Stored data entries:
-------------------------

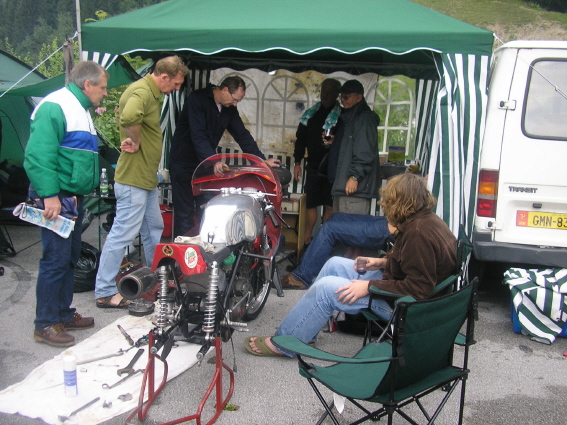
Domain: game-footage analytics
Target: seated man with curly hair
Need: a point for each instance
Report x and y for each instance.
(424, 254)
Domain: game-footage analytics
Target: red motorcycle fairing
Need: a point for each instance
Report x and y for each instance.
(244, 171)
(189, 257)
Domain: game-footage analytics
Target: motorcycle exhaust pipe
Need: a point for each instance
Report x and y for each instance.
(133, 285)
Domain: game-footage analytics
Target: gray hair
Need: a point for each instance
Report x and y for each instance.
(87, 70)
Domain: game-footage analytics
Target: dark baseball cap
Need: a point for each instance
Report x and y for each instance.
(352, 86)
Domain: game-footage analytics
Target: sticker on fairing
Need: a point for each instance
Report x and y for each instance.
(191, 257)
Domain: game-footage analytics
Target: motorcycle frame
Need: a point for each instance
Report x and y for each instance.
(191, 260)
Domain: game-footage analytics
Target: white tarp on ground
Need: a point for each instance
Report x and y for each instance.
(44, 384)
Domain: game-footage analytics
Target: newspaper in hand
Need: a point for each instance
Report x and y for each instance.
(61, 225)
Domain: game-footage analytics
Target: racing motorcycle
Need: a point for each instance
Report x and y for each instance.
(211, 284)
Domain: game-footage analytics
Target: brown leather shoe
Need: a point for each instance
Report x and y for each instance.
(54, 335)
(79, 322)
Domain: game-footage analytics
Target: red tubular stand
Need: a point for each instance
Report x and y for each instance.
(216, 384)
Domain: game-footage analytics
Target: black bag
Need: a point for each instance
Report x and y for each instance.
(86, 268)
(355, 324)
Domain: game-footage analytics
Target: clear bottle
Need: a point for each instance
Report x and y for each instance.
(104, 184)
(70, 375)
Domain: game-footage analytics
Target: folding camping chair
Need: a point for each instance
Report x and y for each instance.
(450, 284)
(395, 373)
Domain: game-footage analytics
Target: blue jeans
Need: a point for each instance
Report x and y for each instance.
(356, 230)
(315, 308)
(55, 281)
(137, 211)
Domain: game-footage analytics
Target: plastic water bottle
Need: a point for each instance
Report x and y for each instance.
(70, 375)
(104, 184)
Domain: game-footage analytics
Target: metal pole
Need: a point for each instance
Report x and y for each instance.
(78, 14)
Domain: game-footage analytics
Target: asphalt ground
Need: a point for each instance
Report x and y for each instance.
(513, 380)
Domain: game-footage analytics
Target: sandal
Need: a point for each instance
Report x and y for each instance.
(104, 302)
(265, 351)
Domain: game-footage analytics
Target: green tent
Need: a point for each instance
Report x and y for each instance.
(449, 58)
(17, 101)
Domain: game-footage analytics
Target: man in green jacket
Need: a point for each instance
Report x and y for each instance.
(61, 161)
(135, 188)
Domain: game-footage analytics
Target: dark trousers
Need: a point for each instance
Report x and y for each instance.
(54, 289)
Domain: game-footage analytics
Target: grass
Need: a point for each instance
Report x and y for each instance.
(505, 17)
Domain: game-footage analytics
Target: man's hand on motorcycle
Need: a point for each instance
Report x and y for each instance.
(220, 168)
(297, 172)
(351, 187)
(273, 162)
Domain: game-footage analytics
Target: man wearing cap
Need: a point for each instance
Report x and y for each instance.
(353, 167)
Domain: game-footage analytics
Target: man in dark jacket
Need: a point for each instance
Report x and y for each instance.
(207, 113)
(321, 117)
(353, 157)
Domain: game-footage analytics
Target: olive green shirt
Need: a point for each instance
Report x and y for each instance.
(140, 104)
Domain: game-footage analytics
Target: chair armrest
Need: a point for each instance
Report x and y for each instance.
(444, 284)
(292, 344)
(381, 292)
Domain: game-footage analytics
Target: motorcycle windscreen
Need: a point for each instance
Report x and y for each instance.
(241, 170)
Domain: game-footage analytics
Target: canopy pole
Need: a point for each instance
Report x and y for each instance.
(78, 15)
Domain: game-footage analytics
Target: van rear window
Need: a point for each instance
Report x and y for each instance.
(545, 108)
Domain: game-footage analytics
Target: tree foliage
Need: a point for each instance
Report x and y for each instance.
(29, 27)
(551, 5)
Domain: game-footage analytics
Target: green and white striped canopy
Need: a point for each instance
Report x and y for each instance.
(449, 58)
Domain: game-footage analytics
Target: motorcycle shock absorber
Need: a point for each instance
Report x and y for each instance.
(163, 300)
(211, 302)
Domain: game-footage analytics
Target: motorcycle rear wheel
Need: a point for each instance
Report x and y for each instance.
(260, 293)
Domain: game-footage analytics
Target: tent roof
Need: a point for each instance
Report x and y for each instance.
(373, 31)
(12, 69)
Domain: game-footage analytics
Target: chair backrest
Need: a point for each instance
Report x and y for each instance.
(424, 334)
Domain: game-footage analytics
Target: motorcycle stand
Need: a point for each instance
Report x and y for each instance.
(216, 383)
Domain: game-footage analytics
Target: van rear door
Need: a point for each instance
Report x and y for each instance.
(532, 190)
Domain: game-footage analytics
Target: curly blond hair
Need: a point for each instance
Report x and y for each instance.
(403, 196)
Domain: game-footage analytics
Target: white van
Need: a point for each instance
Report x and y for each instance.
(521, 214)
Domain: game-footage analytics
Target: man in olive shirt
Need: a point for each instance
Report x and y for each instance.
(135, 188)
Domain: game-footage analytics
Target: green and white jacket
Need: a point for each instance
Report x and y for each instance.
(62, 152)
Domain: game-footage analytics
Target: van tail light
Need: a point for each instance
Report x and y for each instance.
(487, 193)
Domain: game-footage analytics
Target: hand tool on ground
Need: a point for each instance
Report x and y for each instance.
(63, 418)
(108, 387)
(118, 353)
(130, 367)
(128, 337)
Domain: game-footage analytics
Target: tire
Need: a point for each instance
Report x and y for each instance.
(260, 293)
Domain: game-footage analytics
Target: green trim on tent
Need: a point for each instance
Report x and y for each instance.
(120, 73)
(300, 27)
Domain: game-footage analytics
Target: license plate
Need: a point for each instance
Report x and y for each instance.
(541, 219)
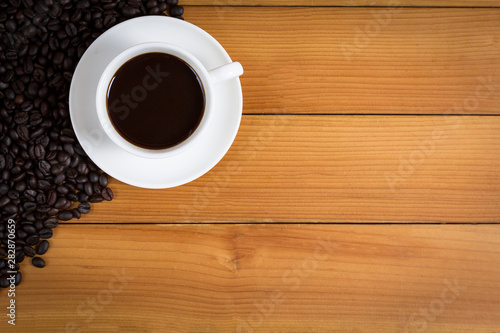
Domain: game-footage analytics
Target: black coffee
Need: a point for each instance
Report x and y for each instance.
(155, 101)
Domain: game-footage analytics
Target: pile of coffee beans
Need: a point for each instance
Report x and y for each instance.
(45, 176)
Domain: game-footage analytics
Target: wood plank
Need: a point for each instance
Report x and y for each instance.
(335, 168)
(347, 3)
(319, 60)
(335, 278)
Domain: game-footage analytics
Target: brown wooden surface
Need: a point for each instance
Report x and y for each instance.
(320, 60)
(301, 160)
(335, 169)
(348, 3)
(249, 278)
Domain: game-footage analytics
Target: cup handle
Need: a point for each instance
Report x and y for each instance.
(225, 72)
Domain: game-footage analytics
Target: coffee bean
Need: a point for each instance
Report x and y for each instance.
(38, 262)
(4, 283)
(54, 25)
(43, 170)
(84, 208)
(29, 229)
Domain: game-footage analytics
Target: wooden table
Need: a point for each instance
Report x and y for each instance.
(361, 193)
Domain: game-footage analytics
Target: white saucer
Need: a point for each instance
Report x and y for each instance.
(154, 173)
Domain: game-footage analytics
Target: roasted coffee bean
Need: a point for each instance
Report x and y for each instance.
(50, 223)
(38, 262)
(43, 170)
(84, 208)
(88, 189)
(61, 202)
(4, 283)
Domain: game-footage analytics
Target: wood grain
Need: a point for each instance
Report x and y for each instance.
(231, 278)
(319, 60)
(335, 168)
(347, 3)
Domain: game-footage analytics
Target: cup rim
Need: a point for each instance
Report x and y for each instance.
(130, 53)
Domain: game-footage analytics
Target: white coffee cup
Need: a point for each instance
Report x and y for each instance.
(208, 78)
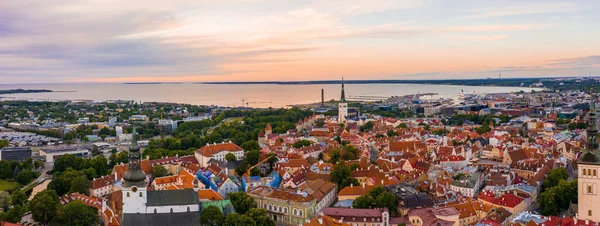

-------------------------

Within the entries, find all lines that contain "rear" and copy each one.

EXERCISE RESULT:
Target: van rear window
Target: motorcycle rear wheel
Target: van rear door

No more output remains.